◆ **Your task**
In the exit strategies article below, what share of business owners who sold their businesses regretted the decision after a year? Please answer in one short sentence.

Exit Strategies: Personal Vision & Financial Planning

Exit Strategies: Personal Vision & Financial Planning

The most critical first step in an exit or transition plan is to develop a financial plan and personal vision of what your life will look like post-business.

Jerry was a 63-year-old auto body shop owner who contacted me regarding putting together an exit strategy. Like most shop owners, he had become tired of the day-to-day grind of dealing with the back-and-forth fights with the insurance carriers, yet he still loved the idea of being a part of a business he built from the ground up. Ideally, he would have liked his production manager, Evan, to become his heir apparent, yet he had no idea if Evan was interested in owning the shop or if he was even capable of doing so. His shop was a prime candidate for a consolidator, and he had received an offer from one, yet he cared about his employees and wanted to make sure they were taken care of. Also, he was unsure what he would do with himself if he did not have a place to go. He did not know where to turn.

A clear personal vision forms the bedrock of a successful exit strategy.

This example is one of many I run across. Most business owners, especially in the collision industry, spend so much time in the day-to-day grind of the business and then one day “look up from under the hood” and wonder if there is more to their life. Sometimes it can seem like the easiest solution is to just sell the business and move on.  

I am not opposed to selling to a third-party, be it a consolidator or large multi-shop operator (MSO). I work with several merger and acquisition (M&A) people in the industry, and there are many cases where this may be the best or only option for a shop owner. Yet, a recent study reiterated the findings of previous studies that showed 75% of business owners who sold their businesses regretted their decision after a year. That seems strange, since the cash and income streams they received allowed them to live a very comfortable lifestyle. So, why is this? It often stems from factors such as inadequate preparation; emotional attachment; unmet expectations regarding post-sale outcomes; unforeseen challenges in adjusting to a new lifestyle or loss of purpose; and, sometimes, undervaluing the emotional connection tied to the businesses they’ve built. This is why the most critical first step in an exit or transition plan is to develop a personal vision of what your life will look like post-business and a financial plan — or, as I like to call it, a roadmap — to chart the course toward achieving that vision.

Personal Vision

A clear personal vision forms the bedrock of a successful exit strategy. As collision repair facility owners, envisioning your life post-exit is not just an exercise in wishful thinking: It’s a strategic imperative. Your personal aspirations, lifestyle goals and long-term vision should seamlessly intertwine with the future trajectory of your business.

75% of business owners who sold their business regretted their decision after a year.

Consider this: What do you envision beyond your business ownership? Is it a tranquil retirement spent pursuing passions and hobbies, or is it perhaps an entrepreneurial pursuit in another field? Maybe it involves still working on cars, or doing some teaching or consulting (you can take the person out of the shop, but you can’t take the shop out of the person). Defining these personal aspirations holds the key to sculpting an exit strategy that aligns with your desires.

Your personal vision acts as a guiding beacon, illuminating the path toward a fulfilling post-transition life. Whether it’s ensuring financial security for your family, supporting charitable causes or embarking on new adventures, this vision not only fuels your motivation but also directs the decisions made during the exit planning process.

◆ **Material shown**
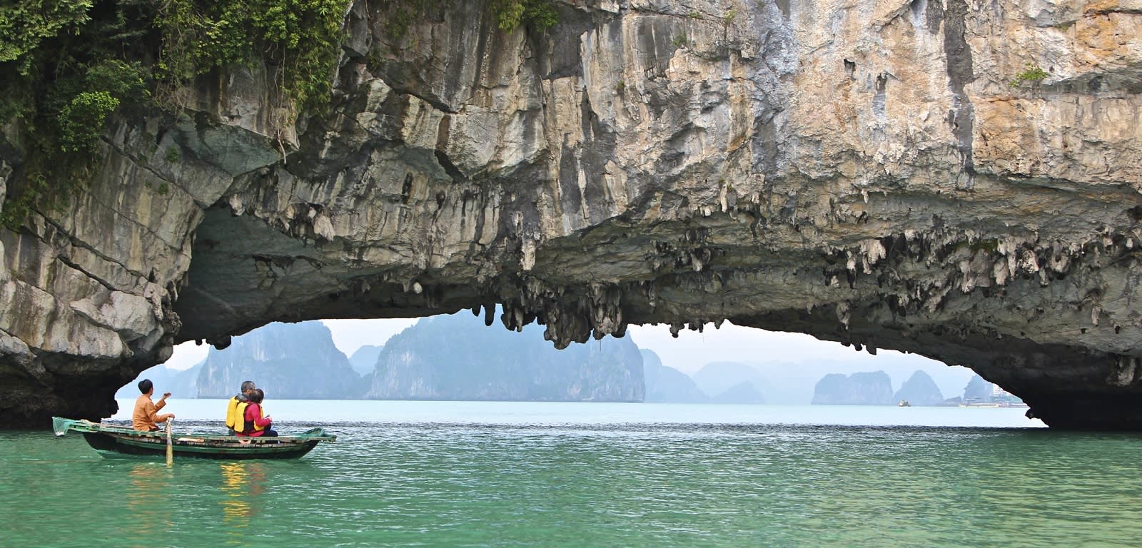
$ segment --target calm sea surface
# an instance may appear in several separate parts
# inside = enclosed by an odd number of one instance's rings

---

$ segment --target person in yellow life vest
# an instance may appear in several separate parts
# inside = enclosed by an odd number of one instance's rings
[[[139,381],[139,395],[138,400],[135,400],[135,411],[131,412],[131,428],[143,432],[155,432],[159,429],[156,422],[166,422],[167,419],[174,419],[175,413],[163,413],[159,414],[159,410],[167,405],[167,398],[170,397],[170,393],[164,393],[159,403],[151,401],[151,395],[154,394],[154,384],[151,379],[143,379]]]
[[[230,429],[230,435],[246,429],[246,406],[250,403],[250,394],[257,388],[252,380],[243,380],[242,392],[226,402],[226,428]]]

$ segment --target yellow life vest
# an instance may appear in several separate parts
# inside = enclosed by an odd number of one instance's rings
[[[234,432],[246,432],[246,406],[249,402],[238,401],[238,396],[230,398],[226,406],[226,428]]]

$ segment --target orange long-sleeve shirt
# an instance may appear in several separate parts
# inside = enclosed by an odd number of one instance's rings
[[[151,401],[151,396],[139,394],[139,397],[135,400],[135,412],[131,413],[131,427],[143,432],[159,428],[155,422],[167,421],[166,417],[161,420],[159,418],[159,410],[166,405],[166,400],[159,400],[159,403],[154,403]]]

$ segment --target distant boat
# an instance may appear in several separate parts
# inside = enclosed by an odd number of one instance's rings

...

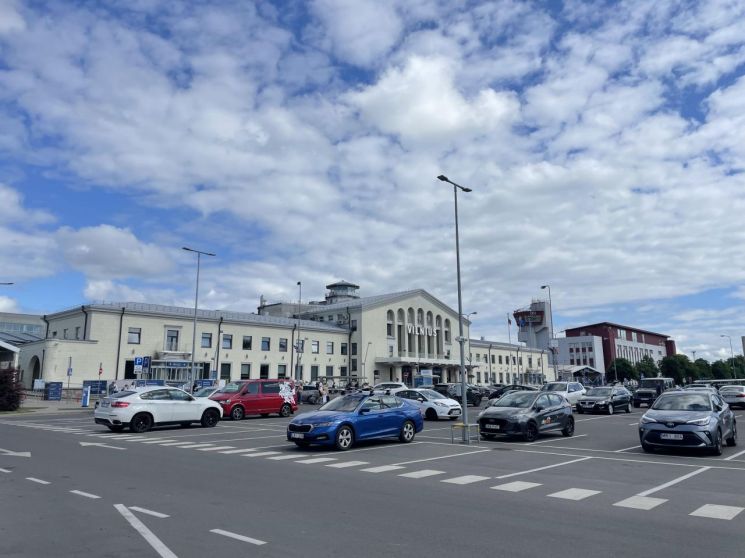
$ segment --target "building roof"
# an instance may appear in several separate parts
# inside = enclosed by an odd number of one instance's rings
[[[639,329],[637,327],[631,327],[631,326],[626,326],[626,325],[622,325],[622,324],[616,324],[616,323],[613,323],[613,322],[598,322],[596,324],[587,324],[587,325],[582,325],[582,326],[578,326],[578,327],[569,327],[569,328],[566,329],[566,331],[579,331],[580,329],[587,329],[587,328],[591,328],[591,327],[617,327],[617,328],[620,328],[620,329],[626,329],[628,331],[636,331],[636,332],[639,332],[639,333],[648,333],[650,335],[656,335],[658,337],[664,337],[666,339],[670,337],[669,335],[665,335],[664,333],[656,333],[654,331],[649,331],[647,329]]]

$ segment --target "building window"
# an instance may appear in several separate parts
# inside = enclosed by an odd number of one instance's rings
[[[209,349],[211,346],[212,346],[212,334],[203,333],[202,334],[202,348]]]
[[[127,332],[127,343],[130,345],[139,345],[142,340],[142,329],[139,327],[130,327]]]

◆ **Output of the exercise**
75% of business owners who sold their businesses regretted their decision after a year.